_PROBLEM TO SOLVE_:
The listing below should be printed exactly, every line of it. Skip the pictures.

_SUPPLIED RECORDS_:
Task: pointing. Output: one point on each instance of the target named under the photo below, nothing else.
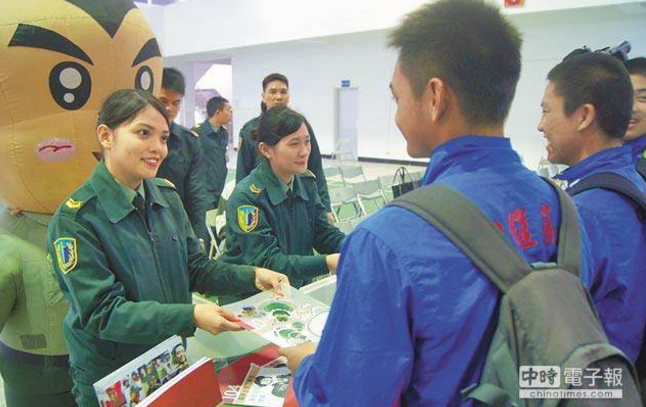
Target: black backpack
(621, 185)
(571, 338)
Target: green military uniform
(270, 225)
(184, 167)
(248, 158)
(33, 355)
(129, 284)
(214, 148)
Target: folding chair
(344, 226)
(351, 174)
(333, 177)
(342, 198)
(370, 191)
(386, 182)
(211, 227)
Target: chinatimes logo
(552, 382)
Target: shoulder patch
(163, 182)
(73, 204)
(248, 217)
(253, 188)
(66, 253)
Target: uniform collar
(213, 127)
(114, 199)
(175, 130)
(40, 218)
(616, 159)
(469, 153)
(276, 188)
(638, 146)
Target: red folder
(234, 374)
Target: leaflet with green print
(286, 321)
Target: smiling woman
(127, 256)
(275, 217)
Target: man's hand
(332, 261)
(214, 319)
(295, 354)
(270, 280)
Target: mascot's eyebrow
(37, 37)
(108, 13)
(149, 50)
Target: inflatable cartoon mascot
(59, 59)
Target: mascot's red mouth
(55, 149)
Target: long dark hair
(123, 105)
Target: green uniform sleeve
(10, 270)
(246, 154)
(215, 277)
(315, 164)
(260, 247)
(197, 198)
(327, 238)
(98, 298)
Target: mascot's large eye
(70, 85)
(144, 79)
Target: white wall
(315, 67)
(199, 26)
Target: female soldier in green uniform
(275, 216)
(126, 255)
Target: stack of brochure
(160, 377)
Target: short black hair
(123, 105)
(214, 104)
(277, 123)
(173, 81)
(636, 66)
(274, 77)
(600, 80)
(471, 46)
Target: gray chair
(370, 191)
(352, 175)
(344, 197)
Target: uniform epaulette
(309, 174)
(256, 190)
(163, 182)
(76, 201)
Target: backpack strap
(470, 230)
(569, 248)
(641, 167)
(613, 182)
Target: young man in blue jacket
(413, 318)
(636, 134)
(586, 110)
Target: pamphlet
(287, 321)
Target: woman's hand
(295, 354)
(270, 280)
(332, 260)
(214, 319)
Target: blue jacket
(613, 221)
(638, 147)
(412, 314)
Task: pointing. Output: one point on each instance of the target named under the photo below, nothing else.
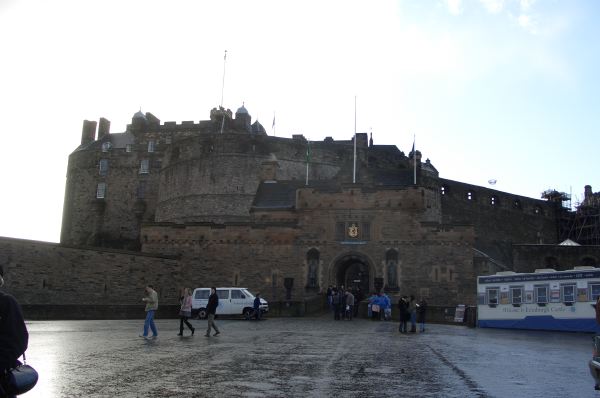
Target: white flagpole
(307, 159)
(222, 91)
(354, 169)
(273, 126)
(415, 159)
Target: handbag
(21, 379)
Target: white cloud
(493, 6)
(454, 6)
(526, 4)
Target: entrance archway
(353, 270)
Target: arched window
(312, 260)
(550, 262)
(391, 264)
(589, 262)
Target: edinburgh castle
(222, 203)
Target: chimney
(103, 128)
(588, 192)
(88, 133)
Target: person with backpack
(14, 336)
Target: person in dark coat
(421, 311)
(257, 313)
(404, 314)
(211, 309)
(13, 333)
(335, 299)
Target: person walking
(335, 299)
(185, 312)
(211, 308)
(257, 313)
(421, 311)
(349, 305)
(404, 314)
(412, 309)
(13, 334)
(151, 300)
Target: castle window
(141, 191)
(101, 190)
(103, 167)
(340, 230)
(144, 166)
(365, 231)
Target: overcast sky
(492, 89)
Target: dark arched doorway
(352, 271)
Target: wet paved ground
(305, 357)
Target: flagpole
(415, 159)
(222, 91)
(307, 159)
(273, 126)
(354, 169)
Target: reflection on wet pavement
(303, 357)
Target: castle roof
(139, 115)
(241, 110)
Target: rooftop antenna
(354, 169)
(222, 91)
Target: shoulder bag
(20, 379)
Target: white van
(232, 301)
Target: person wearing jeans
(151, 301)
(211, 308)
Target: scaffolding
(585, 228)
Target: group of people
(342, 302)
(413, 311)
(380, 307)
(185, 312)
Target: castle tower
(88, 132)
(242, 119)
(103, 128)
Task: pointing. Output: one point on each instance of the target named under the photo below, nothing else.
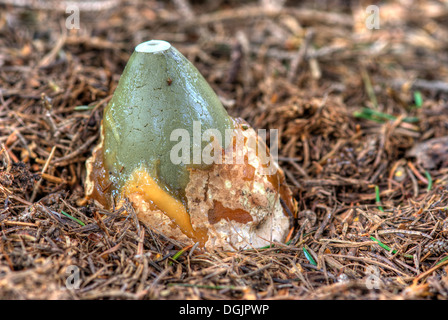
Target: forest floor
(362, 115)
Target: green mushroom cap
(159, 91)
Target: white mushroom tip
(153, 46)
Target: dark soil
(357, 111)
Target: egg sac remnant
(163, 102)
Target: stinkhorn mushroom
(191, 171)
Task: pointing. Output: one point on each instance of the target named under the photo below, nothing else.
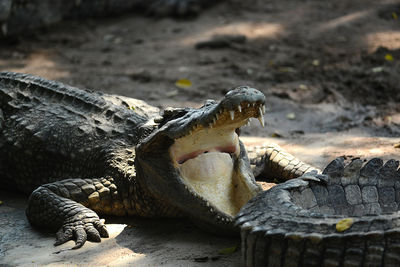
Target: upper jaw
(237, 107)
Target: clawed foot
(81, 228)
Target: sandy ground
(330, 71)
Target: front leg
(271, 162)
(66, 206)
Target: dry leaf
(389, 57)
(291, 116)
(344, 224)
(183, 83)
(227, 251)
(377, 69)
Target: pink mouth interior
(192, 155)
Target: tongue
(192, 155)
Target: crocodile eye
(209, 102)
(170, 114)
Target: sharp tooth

_REPLY TO THE TASK_:
Task: pointing. Output: one point on each instance of the target named under the photo below, nothing else.
Target: black backpack
(621, 185)
(571, 338)
Target: green military uniform
(270, 225)
(184, 167)
(248, 158)
(33, 355)
(129, 284)
(214, 148)
Target: folding chair
(344, 226)
(351, 174)
(333, 177)
(342, 198)
(370, 191)
(386, 182)
(211, 227)
Target: chinatimes logo
(552, 382)
Target: shoulder patch
(163, 182)
(73, 204)
(248, 217)
(253, 188)
(66, 253)
Target: uniform collar
(213, 127)
(114, 199)
(175, 130)
(40, 218)
(616, 159)
(469, 153)
(276, 188)
(638, 146)
Target: red folder
(234, 374)
Target: leaflet with green print
(286, 321)
Target: smiling woman
(127, 256)
(275, 217)
Target: man's hand
(332, 261)
(214, 319)
(295, 354)
(270, 280)
Target: mascot's eyebrow
(37, 37)
(108, 13)
(149, 50)
Target: inflatable cartoon mascot
(59, 59)
Target: mascot's red mouth
(55, 149)
Target: long dark hair
(123, 105)
Target: green uniform sleeve
(10, 270)
(246, 154)
(215, 277)
(315, 164)
(260, 247)
(197, 198)
(327, 238)
(98, 298)
Target: mascot's large eye
(70, 85)
(144, 79)
Target: white wall
(315, 67)
(199, 26)
Target: female soldier in green uniform
(275, 216)
(126, 255)
Target: stack of brochure
(160, 377)
Target: short black hair
(123, 105)
(214, 104)
(277, 123)
(173, 81)
(636, 66)
(274, 77)
(600, 80)
(471, 46)
Target: gray chair
(370, 191)
(352, 175)
(344, 197)
Target: uniform epaulette
(309, 174)
(256, 190)
(163, 182)
(76, 201)
Target: backpack strap
(470, 230)
(569, 248)
(641, 167)
(613, 182)
Target: young man in blue jacket
(413, 318)
(636, 134)
(586, 110)
Target: pamphlet
(287, 321)
Target: woman's hand
(295, 354)
(270, 280)
(332, 260)
(214, 319)
Target: blue jacket
(613, 221)
(638, 147)
(412, 314)
Task: pointing. Output: one point on each instance of the target named under the photo below, nothing else.
Target: white flagpole
(307, 159)
(222, 91)
(354, 169)
(273, 126)
(415, 159)
Target: handbag
(21, 379)
Target: white cloud
(493, 6)
(454, 6)
(526, 4)
Target: entrance archway
(353, 270)
Target: arched window
(312, 260)
(550, 262)
(391, 264)
(589, 262)
Target: edinburgh castle
(222, 203)
Target: chimney
(103, 128)
(588, 192)
(88, 133)
Target: person with backpack
(14, 336)
Target: person in dark coat
(421, 311)
(257, 313)
(404, 314)
(211, 309)
(13, 333)
(335, 299)
Target: person walking
(335, 299)
(185, 312)
(211, 308)
(257, 313)
(421, 311)
(349, 305)
(404, 314)
(412, 309)
(13, 334)
(151, 300)
Target: castle window
(141, 191)
(101, 190)
(103, 167)
(340, 230)
(144, 166)
(365, 231)
Target: overcast sky
(492, 89)
Target: dark arched doorway
(352, 271)
Target: wet paved ground
(305, 357)
Target: flagpole
(415, 159)
(222, 91)
(307, 159)
(273, 126)
(354, 169)
Target: reflection on wet pavement
(303, 357)
Target: castle roof
(139, 115)
(241, 110)
Target: rooftop antenna
(354, 169)
(222, 91)
Target: shoulder bag
(20, 379)
Target: white van
(232, 301)
Target: person wearing jeans
(151, 301)
(211, 308)
Target: scaffolding
(585, 228)
Target: group of people
(342, 302)
(413, 311)
(380, 307)
(185, 312)
Target: castle tower
(88, 132)
(242, 119)
(103, 128)
Task: pointing. Output: one point on each instance of the target named under the photo below, nothing else.
Target: forest floor
(362, 115)
Target: green mushroom cap
(159, 91)
Target: white mushroom tip
(153, 46)
Target: dark soil
(357, 111)
Target: egg sac remnant
(163, 102)
Target: stinkhorn mushroom
(191, 171)
Task: pointing. Output: one point on each instance of the target named under the photo below, nothing else.
Target: upper jaw
(237, 107)
Target: clawed foot
(81, 228)
Target: sandy ground
(330, 71)
Target: front leg
(271, 162)
(66, 206)
Target: dry leaf
(389, 57)
(291, 116)
(344, 224)
(183, 83)
(227, 251)
(377, 69)
Target: pink mouth interior
(192, 155)
Target: tongue
(192, 155)
Target: crocodile eye
(209, 102)
(170, 114)
Target: sharp tooth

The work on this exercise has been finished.